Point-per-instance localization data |
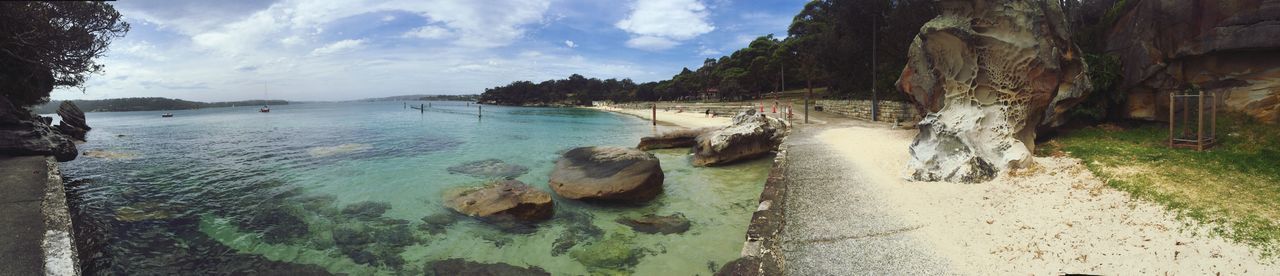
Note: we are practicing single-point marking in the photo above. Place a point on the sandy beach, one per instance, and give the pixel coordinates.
(1054, 219)
(673, 118)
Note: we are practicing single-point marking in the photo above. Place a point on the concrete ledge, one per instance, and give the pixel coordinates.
(762, 252)
(58, 244)
(35, 224)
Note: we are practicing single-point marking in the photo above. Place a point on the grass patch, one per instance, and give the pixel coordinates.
(1234, 187)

The problem |
Working down from the line that contains "on the grass", retype each line exactly through the last line of the data, and give nothing else.

Worked solution |
Note: we are practicing single-point marking in the photo above. Place a point on the grass patch, one per instance, and give the pixel coordinates.
(1234, 187)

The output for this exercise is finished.